## Reading text
****

The biggest security risk may not be a hacker — it could be a disgruntled employee, a careless contractor, or a compromised credential. Insider threats are the hardest to detect and the most damaging.

Sarah Chen — Lead Security Editor
Sarah Chen·Lead Security Editor
Updated

Three Types of Insider Threats

Malicious Insider

High

Intentionally steals data, sabotages systems, or sells access. Often a disgruntled employee, someone about to leave, or an employee bribed by competitors.

Warning signs: Accessing data outside their role, downloading large amounts of data, working unusual hours, expressing dissatisfaction

Negligent Insider

Medium-High

Accidentally exposes data through carelessness — weak passwords, phishing clicks, unsecured devices, sharing files incorrectly. The most common insider threat type.

Warning signs: Ignoring security policies, using personal devices without protection, clicking phishing links, sharing credentials

Compromised Insider

High

An employee whose credentials are stolen by an external attacker. The attacker uses the legitimate credentials to access data, appearing as a normal employee.

Warning signs: Logins from unusual locations, access at unusual times, accessing data outside normal patterns

Prevention for Remote Teams

Least Privilege Access

Each person should only have access to data they need for their role. Review permissions quarterly. Remove access when roles change.

****

Coordinate annotation entries:

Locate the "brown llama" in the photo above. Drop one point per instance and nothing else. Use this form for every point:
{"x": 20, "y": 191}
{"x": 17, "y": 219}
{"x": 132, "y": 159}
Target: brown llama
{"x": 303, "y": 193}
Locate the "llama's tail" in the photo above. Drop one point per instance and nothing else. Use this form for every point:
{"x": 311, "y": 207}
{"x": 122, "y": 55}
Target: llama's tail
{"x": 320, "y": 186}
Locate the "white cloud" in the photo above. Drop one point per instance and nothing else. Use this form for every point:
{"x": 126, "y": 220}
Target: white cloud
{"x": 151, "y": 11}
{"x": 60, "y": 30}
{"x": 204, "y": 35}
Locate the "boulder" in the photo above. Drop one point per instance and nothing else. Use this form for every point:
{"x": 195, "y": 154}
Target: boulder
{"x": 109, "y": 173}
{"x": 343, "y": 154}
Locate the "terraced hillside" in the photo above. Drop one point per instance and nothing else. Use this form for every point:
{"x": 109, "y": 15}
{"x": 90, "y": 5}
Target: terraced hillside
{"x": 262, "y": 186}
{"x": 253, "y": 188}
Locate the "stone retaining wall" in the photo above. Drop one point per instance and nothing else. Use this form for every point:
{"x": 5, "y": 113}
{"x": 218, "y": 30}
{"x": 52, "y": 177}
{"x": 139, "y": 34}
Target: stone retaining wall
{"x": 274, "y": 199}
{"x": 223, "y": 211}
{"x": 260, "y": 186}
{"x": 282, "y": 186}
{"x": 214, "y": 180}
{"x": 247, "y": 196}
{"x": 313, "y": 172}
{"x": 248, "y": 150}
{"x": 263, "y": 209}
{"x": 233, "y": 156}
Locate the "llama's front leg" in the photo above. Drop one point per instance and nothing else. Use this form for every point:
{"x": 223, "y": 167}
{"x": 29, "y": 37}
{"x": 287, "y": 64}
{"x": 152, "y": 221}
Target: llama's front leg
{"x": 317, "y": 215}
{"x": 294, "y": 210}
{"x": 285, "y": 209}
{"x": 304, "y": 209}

****

## Instruction 1
In the text on insider threats, which type is called the most common?
## Instruction 2
Please continue the text on insider threats from the point where it stops.
The material plays no part here.

## Task answer 1
The negligent insider.

## Task answer 2
Strong Authentication

MFA on all accounts. Passkeys or hardware keys for sensitive systems. Password manager required. No shared credentials.

VPN + Encryption

VPN on all remote connections. Full-disk encryption on all devices. Encrypted cloud storage for sensitive files.

Offboarding Procedures

When someone leaves: revoke all access immediately, change shared passwords, recover company devices, audit their recent data access.

Security Culture

Regular training on phishing and social engineering. Clear security policies. Encourage reporting of suspicious behavior without blame.

Audit Logs

Log who accesses what, when. Review unusual patterns. Don't surveil — but do maintain visibility into data access.